Stored records:
┏━━
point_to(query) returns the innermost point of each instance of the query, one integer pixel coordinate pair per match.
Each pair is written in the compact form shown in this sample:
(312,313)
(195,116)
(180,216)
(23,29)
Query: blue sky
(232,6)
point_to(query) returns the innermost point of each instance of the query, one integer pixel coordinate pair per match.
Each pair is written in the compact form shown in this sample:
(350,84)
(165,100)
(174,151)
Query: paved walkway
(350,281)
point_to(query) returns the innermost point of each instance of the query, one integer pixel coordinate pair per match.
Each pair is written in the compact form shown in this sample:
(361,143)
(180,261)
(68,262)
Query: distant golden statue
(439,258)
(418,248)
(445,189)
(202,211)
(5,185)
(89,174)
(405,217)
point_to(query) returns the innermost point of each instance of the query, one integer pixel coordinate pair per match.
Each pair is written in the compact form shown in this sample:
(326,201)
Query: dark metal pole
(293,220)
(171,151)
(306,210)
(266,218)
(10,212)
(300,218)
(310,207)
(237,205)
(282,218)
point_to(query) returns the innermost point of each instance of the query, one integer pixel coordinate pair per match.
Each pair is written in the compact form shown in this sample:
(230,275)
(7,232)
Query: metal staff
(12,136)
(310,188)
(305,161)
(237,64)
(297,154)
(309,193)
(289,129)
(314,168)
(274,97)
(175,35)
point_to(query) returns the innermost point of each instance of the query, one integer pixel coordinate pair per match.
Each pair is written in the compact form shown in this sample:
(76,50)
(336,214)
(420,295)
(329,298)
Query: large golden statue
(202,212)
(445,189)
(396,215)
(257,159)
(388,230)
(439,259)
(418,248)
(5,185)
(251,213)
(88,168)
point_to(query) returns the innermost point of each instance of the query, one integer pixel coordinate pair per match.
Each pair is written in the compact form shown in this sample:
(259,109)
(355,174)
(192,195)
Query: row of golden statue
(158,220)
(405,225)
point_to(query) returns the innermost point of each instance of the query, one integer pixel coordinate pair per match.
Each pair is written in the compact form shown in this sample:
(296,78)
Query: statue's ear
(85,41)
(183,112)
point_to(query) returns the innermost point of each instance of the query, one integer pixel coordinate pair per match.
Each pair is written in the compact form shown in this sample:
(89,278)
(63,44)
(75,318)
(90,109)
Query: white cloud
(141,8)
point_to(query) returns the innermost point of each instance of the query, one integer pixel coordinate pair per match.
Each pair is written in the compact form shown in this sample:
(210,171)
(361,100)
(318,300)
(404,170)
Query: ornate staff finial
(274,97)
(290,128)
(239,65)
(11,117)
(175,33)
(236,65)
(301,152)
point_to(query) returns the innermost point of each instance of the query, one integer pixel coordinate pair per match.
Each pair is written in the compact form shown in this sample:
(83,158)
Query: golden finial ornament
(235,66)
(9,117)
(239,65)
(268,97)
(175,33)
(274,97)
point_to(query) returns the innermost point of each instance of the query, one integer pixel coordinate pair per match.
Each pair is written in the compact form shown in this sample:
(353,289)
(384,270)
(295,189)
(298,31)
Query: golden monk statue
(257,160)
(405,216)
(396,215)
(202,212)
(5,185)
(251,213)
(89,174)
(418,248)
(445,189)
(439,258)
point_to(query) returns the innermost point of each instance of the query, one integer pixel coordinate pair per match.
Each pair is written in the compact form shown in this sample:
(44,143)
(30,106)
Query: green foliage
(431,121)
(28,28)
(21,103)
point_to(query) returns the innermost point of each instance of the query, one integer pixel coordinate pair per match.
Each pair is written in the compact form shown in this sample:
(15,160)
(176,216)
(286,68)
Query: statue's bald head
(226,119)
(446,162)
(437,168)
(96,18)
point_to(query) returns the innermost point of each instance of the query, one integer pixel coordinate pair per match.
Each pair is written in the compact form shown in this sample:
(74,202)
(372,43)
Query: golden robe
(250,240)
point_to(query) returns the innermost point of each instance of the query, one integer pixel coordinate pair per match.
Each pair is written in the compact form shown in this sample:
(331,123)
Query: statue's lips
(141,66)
┗━━
┏━━
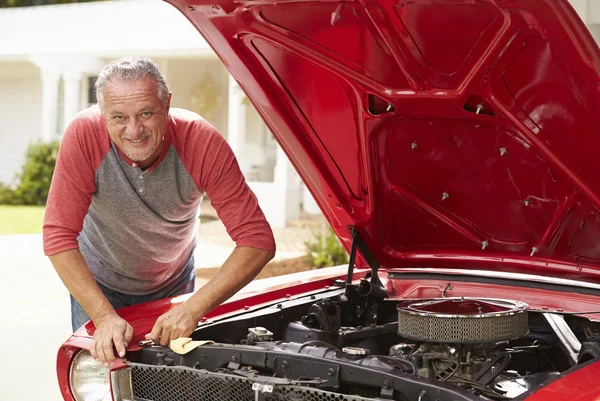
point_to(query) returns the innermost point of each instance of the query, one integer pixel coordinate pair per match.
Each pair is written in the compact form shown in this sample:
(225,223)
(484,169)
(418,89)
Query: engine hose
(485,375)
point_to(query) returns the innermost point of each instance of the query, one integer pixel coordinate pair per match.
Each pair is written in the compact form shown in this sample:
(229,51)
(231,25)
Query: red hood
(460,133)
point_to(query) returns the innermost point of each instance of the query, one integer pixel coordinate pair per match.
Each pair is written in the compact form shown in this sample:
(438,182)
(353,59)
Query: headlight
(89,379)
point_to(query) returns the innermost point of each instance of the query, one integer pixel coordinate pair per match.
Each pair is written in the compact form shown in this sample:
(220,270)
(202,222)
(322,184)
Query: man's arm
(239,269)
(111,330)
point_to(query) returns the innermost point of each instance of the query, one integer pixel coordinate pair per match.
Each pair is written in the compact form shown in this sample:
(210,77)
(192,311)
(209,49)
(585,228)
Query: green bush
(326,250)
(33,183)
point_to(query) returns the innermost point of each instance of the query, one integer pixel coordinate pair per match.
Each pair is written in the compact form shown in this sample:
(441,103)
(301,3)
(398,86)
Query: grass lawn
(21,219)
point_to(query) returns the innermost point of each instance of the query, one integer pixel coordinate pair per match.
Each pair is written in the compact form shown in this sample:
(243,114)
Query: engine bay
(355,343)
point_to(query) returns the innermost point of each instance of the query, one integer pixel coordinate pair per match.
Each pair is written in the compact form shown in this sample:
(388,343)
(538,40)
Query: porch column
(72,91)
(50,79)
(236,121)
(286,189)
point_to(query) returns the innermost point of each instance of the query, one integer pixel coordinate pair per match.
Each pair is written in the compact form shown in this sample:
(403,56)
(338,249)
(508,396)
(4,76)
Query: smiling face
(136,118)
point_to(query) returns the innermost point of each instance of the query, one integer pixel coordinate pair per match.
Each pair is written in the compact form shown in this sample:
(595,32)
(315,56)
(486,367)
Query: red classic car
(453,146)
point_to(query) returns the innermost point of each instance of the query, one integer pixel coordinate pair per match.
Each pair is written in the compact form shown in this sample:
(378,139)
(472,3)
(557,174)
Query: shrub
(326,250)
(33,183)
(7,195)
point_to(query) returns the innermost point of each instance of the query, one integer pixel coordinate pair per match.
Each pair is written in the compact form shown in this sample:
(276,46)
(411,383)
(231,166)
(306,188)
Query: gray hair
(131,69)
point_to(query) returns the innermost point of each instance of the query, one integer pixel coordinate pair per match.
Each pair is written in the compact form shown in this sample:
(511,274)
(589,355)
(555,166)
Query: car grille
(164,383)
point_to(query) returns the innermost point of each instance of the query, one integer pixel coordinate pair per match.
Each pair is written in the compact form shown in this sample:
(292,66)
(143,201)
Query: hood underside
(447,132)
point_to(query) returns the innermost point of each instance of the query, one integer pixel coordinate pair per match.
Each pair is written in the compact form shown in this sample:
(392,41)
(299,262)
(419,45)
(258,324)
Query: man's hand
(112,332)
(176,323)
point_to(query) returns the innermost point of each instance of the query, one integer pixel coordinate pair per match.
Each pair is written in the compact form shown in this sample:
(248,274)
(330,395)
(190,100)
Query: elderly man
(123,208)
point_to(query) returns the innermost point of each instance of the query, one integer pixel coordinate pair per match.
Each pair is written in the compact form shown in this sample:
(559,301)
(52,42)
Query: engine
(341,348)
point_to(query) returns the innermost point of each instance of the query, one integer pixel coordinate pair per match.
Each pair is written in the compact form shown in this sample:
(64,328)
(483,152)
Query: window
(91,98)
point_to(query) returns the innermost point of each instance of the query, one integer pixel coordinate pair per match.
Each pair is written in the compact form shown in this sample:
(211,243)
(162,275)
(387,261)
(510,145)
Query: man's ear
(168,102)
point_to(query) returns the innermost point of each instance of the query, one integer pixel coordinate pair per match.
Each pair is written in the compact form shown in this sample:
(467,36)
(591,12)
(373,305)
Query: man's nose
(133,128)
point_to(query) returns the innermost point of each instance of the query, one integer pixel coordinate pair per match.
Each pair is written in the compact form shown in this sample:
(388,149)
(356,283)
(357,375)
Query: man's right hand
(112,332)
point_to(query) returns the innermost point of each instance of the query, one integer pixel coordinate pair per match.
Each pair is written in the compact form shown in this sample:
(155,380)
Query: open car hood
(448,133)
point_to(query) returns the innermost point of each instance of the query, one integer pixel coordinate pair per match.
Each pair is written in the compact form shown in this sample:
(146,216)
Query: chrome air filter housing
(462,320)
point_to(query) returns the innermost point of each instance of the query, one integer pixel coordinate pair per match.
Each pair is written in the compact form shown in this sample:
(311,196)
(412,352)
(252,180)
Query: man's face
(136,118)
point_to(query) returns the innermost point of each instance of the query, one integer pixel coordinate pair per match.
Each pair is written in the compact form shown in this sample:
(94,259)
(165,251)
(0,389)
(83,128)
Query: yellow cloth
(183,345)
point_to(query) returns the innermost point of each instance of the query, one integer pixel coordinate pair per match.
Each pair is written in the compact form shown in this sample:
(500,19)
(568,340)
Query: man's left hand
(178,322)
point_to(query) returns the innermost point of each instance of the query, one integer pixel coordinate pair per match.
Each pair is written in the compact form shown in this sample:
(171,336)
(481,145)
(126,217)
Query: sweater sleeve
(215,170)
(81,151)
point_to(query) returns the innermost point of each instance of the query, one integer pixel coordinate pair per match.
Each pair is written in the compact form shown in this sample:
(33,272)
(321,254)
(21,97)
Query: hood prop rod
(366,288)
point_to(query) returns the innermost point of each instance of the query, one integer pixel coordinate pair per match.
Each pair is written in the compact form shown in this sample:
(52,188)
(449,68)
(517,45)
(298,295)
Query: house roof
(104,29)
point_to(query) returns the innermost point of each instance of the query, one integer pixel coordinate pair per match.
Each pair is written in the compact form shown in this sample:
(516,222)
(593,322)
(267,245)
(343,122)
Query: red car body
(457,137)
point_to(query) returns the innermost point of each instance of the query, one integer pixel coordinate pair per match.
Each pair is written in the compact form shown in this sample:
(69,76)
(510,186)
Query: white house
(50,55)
┗━━
┏━━
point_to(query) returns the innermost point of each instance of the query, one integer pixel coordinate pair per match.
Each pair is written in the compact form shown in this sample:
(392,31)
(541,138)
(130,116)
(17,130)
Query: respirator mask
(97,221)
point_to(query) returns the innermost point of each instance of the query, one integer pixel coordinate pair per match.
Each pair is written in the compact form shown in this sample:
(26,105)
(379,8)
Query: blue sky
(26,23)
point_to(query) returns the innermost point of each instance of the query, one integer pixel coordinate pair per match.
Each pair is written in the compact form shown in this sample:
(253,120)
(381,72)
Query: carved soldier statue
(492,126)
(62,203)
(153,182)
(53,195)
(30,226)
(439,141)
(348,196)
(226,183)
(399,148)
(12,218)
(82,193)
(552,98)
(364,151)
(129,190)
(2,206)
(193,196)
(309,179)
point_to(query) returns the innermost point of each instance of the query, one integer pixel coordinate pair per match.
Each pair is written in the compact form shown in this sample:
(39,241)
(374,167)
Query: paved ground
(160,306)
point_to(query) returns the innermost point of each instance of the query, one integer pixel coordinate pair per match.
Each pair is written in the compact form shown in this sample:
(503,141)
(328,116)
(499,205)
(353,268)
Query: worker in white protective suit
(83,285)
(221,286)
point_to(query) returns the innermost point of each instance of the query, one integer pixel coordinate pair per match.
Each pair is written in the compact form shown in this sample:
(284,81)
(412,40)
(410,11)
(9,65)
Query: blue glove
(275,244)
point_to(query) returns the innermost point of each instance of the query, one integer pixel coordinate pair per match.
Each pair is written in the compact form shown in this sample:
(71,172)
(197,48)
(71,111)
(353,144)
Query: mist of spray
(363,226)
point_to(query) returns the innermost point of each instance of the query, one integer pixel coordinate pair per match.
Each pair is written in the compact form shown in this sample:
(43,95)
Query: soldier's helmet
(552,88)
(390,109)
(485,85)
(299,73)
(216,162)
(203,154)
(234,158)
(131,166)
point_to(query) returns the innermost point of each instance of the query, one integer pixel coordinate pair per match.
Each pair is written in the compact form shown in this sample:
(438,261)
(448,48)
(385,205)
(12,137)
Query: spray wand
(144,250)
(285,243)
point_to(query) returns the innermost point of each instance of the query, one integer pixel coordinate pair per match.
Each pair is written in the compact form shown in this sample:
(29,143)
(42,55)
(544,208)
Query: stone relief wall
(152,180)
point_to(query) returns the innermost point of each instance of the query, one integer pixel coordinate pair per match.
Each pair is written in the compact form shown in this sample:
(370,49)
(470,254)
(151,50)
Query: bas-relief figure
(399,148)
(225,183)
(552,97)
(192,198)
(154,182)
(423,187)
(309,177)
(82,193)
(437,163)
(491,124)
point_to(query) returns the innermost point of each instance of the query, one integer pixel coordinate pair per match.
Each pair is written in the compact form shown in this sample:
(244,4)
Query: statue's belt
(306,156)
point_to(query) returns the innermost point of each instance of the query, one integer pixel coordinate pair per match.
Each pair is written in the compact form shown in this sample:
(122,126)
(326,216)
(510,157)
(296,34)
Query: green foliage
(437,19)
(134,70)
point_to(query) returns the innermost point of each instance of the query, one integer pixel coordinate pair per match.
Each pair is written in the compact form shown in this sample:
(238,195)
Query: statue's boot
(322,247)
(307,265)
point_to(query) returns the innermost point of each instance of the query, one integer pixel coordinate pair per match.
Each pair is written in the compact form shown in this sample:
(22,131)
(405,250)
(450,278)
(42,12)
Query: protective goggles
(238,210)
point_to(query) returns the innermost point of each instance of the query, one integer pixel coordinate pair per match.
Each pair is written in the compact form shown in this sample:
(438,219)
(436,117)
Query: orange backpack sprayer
┗━━
*AIM OF THE EXERCISE*
Please tally the lines of the material above that contain the word "hand", and give only that number.

*SOLUTION FOR THIS EXERCISE*
3